Given task
Render the material below as a two-column CSV with columns "prompt" and "points", one row per request, starting with the first line of the material and going on through the line with "column 606, row 519". Put each text and its answer in a single quoted field, with line breaks turned into spaces.

Input records
+ + + + +

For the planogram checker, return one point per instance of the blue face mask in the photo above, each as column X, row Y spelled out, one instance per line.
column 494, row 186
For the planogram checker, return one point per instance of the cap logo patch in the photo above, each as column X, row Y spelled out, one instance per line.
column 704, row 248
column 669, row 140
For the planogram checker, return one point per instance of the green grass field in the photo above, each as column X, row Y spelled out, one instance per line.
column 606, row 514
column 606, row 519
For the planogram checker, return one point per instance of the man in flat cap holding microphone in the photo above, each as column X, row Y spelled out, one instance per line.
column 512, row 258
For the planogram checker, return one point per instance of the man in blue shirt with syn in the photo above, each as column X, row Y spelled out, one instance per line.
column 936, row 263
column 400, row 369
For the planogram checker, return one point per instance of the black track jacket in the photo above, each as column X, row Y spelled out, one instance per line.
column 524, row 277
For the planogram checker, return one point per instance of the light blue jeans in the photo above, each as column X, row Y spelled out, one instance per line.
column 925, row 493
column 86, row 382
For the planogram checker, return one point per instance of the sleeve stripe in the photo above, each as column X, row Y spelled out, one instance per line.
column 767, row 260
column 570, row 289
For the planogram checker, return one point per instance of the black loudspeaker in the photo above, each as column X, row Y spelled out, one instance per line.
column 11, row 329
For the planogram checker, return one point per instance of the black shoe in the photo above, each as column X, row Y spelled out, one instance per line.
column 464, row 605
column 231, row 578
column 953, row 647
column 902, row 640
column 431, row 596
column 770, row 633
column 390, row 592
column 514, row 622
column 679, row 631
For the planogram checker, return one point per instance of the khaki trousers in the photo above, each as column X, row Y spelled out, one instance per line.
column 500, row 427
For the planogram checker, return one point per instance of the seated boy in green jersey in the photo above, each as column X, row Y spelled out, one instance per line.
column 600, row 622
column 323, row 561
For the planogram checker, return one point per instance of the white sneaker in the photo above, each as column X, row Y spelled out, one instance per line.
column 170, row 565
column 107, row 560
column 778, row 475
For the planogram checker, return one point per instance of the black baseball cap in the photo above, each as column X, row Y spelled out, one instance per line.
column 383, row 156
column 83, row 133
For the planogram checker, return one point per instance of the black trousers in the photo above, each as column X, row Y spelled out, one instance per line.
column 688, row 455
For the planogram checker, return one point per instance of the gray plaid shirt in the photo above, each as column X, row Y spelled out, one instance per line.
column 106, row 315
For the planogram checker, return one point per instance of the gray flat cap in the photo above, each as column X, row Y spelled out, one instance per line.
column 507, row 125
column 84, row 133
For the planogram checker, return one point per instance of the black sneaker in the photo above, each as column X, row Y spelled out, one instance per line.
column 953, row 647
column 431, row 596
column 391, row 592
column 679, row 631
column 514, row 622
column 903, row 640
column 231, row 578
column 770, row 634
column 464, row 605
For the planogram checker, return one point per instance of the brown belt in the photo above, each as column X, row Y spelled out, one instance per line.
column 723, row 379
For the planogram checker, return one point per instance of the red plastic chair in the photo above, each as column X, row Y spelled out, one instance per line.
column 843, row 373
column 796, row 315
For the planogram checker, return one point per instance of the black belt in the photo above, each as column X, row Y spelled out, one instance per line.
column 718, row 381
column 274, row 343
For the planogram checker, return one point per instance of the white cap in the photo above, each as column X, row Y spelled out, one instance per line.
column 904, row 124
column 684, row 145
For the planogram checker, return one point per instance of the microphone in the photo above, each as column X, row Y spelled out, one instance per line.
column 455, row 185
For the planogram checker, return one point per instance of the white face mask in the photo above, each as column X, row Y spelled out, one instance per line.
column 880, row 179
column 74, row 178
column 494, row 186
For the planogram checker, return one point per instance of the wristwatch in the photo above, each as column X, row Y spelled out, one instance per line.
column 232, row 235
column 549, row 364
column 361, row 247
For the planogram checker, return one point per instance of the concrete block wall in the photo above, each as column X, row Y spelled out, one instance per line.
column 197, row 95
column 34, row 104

+ + + + +

Exercise output
prompt,points
"For the planogram checker, return one point per instance of the blue face mask in the photo above, each as column X, row Y spelled out, one instance per line.","column 494, row 186"
"For the planogram checker, return one point per instance of the cap logo patch in the photo above, each as column X, row Y spelled out, one instance per line.","column 704, row 248 column 669, row 140"
"For the planogram checker, return one point per instance of the green grass field in the photo above, each as column X, row Y spelled out, one instance per line.","column 606, row 514 column 606, row 519"